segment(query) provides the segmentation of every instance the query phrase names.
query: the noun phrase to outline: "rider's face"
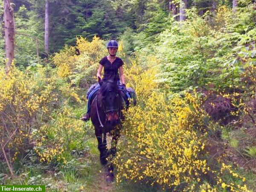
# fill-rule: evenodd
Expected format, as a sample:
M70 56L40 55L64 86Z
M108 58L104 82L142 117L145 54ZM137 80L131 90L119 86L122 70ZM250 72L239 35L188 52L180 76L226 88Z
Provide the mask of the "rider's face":
M109 47L108 48L108 51L111 55L114 55L117 51L117 49L116 47Z

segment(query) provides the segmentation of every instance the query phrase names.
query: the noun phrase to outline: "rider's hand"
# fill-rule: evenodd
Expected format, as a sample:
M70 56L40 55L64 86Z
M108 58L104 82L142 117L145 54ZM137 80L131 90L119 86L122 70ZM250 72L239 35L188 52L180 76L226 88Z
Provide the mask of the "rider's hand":
M125 92L126 92L127 91L127 90L126 90L126 85L125 85L125 83L122 84L122 85L123 86L123 89L124 90L124 91L125 91Z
= = = = = = =
Copy the rows word for word, from the very first line through the line containing "M109 47L108 48L108". Leave the pictures out of your copy.

segment(query) provides the segmentation of every instance the query phrase names.
query: the noun phrase to outline: "rider's face"
# fill-rule: evenodd
Expected format, as a sample:
M70 56L40 55L64 86Z
M108 58L104 82L142 117L145 54ZM137 80L131 90L119 86L122 70ZM250 72L239 35L188 52L180 76L226 88Z
Provide the mask of the "rider's face":
M109 47L108 48L108 51L111 55L114 55L117 51L117 49L116 47Z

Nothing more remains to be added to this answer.